>> start Material for this task

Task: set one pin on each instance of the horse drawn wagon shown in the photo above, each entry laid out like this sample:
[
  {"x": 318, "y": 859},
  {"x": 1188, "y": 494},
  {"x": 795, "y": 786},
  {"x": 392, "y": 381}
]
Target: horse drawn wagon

>> end Material for this task

Write the listing out again, exactly as shown above.

Problem solution:
Task: set one pin on each instance of the horse drawn wagon shown in the photo above, each entry laid out like this sample:
[
  {"x": 318, "y": 859},
  {"x": 1188, "y": 494},
  {"x": 795, "y": 786},
  {"x": 392, "y": 381}
]
Target: horse drawn wagon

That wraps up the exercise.